Please pick out and copy every line in the rows below that contains the string "nose". Case counts.

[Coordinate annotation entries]
* Start *
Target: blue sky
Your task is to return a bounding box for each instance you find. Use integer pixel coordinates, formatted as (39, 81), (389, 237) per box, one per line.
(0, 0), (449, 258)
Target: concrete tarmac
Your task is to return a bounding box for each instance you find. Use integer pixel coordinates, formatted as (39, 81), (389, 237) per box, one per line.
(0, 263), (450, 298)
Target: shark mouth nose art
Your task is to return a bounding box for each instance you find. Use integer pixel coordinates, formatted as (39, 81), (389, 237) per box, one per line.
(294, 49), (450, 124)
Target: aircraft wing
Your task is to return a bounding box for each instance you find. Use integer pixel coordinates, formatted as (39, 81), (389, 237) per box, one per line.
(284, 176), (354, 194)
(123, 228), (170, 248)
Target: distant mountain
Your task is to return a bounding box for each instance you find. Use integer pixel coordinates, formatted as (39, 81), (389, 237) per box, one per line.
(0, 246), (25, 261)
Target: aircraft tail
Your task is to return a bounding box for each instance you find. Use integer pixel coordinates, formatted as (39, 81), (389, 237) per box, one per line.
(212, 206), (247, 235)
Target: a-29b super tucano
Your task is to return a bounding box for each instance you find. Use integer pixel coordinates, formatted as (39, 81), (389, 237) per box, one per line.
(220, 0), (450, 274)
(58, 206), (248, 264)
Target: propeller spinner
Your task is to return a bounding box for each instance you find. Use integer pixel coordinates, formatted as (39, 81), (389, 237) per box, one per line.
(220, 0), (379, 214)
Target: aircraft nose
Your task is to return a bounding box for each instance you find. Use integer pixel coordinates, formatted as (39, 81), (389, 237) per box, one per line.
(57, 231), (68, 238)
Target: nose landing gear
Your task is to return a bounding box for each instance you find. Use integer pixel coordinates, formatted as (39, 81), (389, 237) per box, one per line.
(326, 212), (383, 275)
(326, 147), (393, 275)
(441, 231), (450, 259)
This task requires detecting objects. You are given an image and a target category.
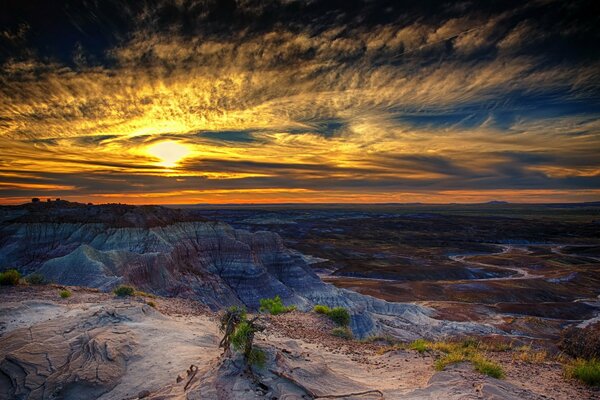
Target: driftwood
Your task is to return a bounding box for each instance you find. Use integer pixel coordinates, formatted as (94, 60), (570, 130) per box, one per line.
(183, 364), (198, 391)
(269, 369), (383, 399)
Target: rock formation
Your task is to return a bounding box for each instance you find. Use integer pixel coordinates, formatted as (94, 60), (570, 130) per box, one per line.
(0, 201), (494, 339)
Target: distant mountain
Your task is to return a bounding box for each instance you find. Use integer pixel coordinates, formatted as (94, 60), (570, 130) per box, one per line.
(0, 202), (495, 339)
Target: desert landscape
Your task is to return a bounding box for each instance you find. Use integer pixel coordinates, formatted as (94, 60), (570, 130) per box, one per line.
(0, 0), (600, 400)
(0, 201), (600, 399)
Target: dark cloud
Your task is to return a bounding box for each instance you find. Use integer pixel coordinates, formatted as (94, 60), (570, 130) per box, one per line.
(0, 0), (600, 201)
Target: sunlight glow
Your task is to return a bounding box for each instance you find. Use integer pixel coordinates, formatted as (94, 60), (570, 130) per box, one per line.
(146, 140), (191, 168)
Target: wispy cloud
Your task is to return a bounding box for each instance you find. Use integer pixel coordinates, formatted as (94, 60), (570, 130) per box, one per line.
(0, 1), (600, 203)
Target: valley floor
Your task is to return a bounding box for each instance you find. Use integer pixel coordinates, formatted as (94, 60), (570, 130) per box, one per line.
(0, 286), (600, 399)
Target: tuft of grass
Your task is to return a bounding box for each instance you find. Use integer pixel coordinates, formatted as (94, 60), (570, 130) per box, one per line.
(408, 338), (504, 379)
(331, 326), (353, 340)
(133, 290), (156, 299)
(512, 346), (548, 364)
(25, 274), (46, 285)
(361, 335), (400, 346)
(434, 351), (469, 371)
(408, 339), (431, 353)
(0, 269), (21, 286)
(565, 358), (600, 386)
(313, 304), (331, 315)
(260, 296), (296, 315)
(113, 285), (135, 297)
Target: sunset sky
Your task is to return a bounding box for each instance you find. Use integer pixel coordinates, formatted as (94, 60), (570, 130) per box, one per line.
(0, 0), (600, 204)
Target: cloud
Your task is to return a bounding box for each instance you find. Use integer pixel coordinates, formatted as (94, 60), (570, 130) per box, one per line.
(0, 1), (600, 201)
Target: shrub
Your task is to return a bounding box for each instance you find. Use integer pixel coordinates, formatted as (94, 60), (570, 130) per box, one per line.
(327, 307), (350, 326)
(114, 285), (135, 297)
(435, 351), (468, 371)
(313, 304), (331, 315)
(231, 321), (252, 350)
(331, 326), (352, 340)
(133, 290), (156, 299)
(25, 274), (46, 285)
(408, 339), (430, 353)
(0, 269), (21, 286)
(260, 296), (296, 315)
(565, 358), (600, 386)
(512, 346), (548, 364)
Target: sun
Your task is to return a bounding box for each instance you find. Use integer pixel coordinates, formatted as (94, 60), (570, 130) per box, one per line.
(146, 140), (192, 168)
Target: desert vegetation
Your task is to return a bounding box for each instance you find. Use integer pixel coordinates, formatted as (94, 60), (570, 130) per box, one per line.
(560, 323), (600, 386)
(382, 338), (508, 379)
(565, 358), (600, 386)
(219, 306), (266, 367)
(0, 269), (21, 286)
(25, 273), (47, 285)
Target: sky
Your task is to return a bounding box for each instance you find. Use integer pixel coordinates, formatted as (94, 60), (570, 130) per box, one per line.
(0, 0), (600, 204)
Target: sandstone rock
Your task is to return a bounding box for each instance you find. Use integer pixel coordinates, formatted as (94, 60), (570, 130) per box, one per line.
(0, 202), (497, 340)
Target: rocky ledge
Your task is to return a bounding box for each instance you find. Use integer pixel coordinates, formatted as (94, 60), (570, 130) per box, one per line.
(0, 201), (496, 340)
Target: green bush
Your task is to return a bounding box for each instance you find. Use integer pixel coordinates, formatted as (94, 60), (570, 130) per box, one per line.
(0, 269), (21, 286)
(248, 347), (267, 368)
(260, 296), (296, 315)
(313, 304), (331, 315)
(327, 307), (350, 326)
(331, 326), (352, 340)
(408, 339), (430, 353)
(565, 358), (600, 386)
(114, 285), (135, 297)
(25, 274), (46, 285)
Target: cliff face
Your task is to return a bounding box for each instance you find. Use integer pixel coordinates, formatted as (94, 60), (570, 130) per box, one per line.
* End *
### Written answer
Target: shark mouth nose art
Target: aircraft nose
Target: nose landing gear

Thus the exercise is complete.